[Texto proporcionado]
Alejandro Navas, Profesor de Sociología, Universidad de Navarra
Crisis de confianza
Nueve millones y medio de pleitos en 2011, uno por cada cinco españoles. Francia, con 66 millones de habitantes, registró tan solo seis millones. Nuestro Gobierno se preocupa, y anuncia medidas para contener ese furor judicial: el "Decreto Ley antilitigios", que con la figura del mediador permitirá ahorrar un dineral en procuradores, y nuevas tasas para evitar abusos en el acceso a la Justicia.
El afán por pleitear es índice de crisis social. Cuando la confianza deja de presidir las relaciones sociales, intervienen abogados y jueces. Y la confianza se convierte en un "tema de actualidad" justamente cuando falta, como ocurre con el aire que respiramos. Parece evidente que este es nuestro caso, en España y en Occidente en general. La crisis financiera y económica que sufrimos es, en buena medida, una crisis de confianza.
Navarra va capeando la crisis mejor que otras comunidades autónomas, pero como refleja la reciente oleada del Observatorio de clima económico CIES-Institución Futuro para Diario de Navarra, "continúa el deterioro de la confianza en las instituciones". Hay un repunte en la confianza que suscita el nuevo Gobierno central, lo que resulta lógico -el nuevo comienzo va acompañado de expectativas positivas-, pero todas las demás instituciones suspenden. Los sindicatos, la oposición y la banca ocupan la cola de ese ranking.
¿Cómo generar confianza? ¿Cómo superar el divorcio que parece alejar de modo creciente a la ciudadanía de su clase política? ¿Cómo gestionar la reputación corporativa y los demás intangibles, tan decisivos cuando los productos de las diferentes marcas son tan parecidos?
Conocemos bien los mecanismos que regulan la confianza en el ámbito psicológico. Resultan decisivos los primeros años de vida de las personas, cuando se adquiere la "confianza originaria". Si el bebé encuentra una acogida cariñosa, generalmente por parte de los padres, se sentirá seguro y confiado. Cuando crezca, el mundo le parecerá un lugar familiar y se moverá en él sin inquietud, como en su casa. Por el contrario, si experimenta abandono o maltrato, muy probablemente quedará marcado para siempre: percibirá el mundo como amenazador y peligroso, lo que puede inducir retraimiento o conductas agresivas. Y de fondo, la idea de que no se puede confiar en los demás. Tenemos así jóvenes y adultos inhábiles para la empatía y el amor, incapaces de ponerse en el lugar del otro. Cuesta mucho superar esas carencias básicas, aunque no resulte del todo imposible. Además de recibir la oportuna terapia, es preciso sentirse querido, objeto de un amor incondicionado.

[Datos a continuación]
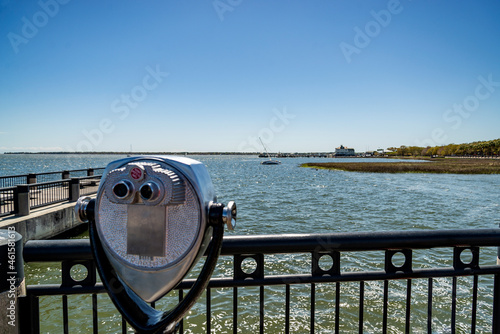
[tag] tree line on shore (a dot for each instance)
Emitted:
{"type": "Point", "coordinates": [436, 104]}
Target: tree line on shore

[Tarea 1]
Transcribe el fragmento del artículo sobre la crisis de confianza que va desde "El afán por" hasta "crisis de confianza.".
[Tarea 2]
Según el artículo sobre la crisis de confianza, ¿qué instituciones ocupan la cola del ranking de confianza?
El listado es material aparte, independiente del artículo sobre la crisis de confianza.

[Tu respuesta 1]
El afán por pleitear es índice de crisis social. Cuando la confianza deja de presidir las relaciones sociales, intervienen abogados y jueces. Y la confianza se convierte en un "tema de actualidad" justamente cuando falta, como ocurre con el aire que respiramos. Parece evidente que este es nuestro caso, en España y en Occidente en general. La crisis financiera y económica que sufrimos es, en buena medida, una crisis de confianza.

[Tu respuesta 2]
Los sindicatos, la oposición y la banca.